Repeat, word for word, every line from the line holding "Teacher note: have the class pick out the red" through the final line of the entries below. Skip all pictures.

◆ ◆ ◆

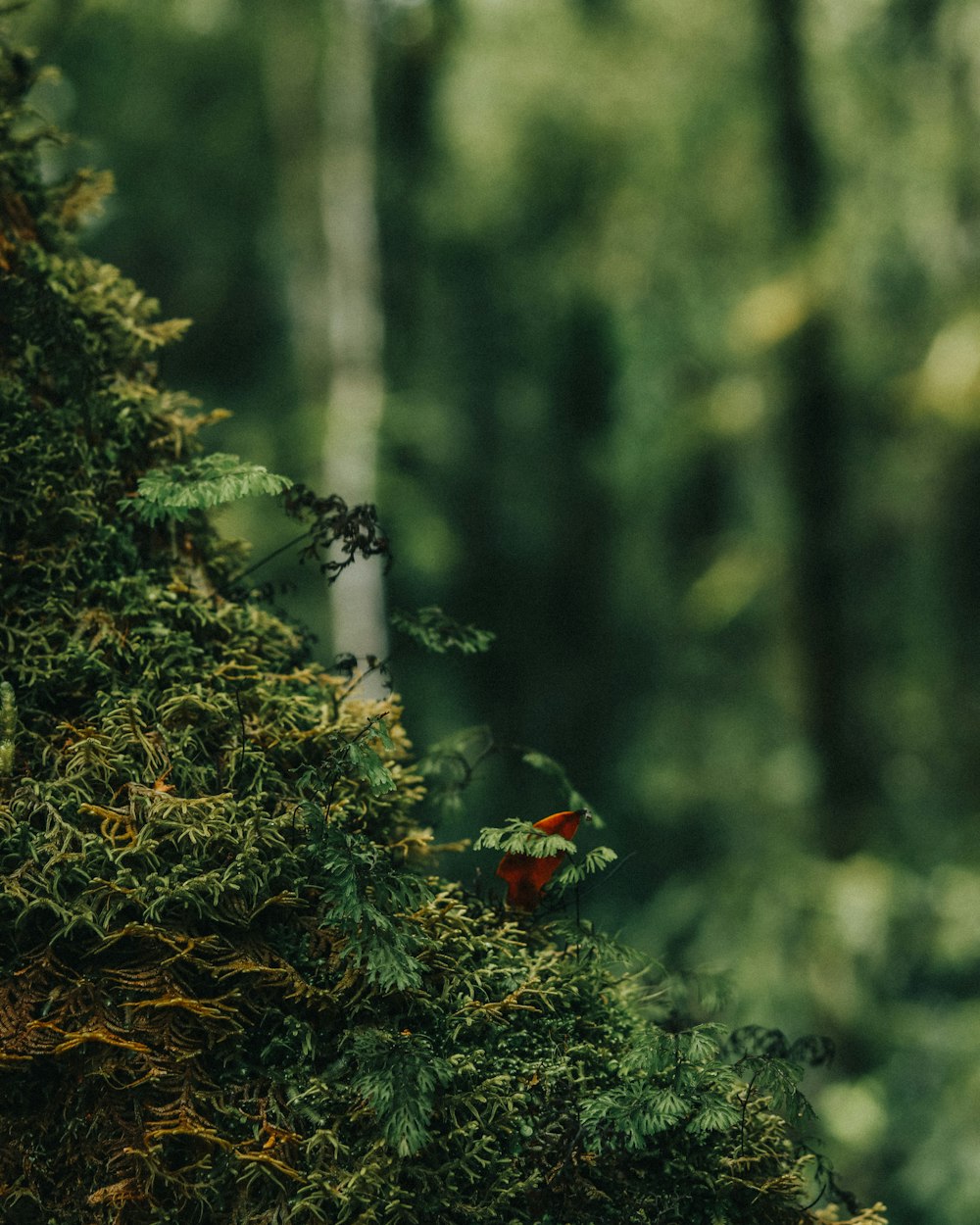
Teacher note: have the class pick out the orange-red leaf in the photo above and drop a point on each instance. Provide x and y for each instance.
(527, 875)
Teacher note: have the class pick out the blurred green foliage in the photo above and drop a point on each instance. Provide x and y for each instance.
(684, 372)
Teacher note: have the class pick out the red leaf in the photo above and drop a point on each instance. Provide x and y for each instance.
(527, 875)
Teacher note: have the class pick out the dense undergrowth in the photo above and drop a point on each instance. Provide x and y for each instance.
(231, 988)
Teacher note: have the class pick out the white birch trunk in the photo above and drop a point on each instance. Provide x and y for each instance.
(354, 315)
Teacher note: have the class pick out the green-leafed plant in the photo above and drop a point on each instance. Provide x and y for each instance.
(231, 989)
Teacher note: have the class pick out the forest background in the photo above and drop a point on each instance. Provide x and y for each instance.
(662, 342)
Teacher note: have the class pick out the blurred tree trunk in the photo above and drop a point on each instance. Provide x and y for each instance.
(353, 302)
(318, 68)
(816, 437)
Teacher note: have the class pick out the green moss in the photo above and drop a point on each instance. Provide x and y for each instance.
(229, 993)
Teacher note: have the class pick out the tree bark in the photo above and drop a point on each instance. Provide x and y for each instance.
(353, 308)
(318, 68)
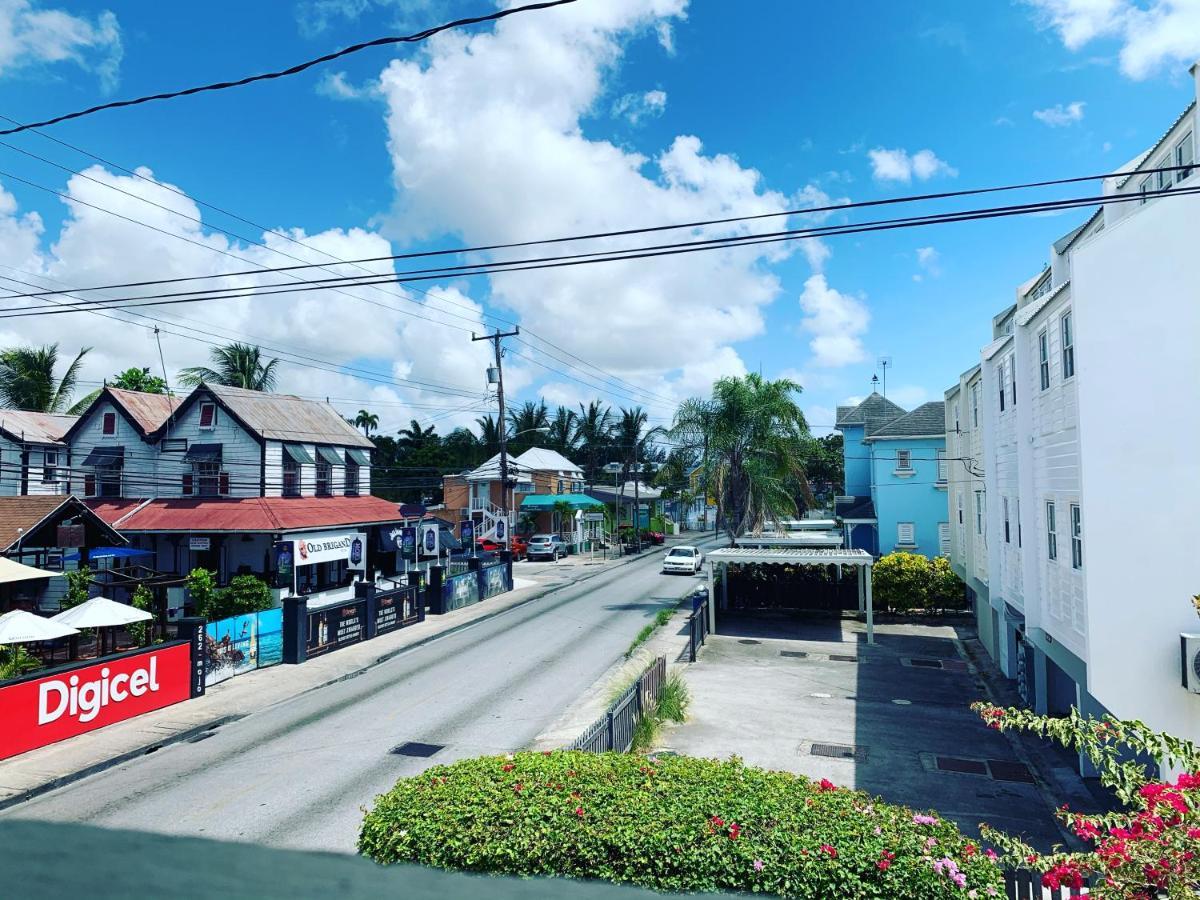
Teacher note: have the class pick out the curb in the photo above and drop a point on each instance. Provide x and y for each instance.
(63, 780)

◆ ◆ ◆

RESULT BELOW -
Teacher note: have the class pick out the red leaf in the photo above and drop a point on each instance. Provide x and y for each instance.
(527, 875)
Teacher note: have the class pick out the dense undergrowth in the photo above and drop a point on each instance. Provide x and y for each instance.
(231, 988)
Teacher note: have the class pick out the white birch trunk in the photo above and drop a point on each instance. Provide x and y for each instance.
(354, 315)
Teacher note: have the class pick out the green-leafed plant in the photo above and drop a point on each instance. Provide x and y for each instance.
(231, 989)
Teacher note: have the class pick out the forest background in the photo above and drop a point on each instance. Provide x and y for each instance.
(662, 342)
Teacher note: have the class pick out the blurred tree trunk in the photo above and drop a point on each instance. Provide x and y for each instance.
(353, 302)
(318, 68)
(816, 437)
Teacher note: have the class pick out the green moss in the photo above and drop a point on each instance. Provide x and y for each instance.
(229, 993)
Teacher note: have the class pick out the tree bark in the photo above and drop a point on each instance. Provide x and y for each instance.
(353, 308)
(318, 68)
Teacher note: have the class pick out the curb in the photo above and drop a point on each instance. Provide x and y for each instance.
(63, 780)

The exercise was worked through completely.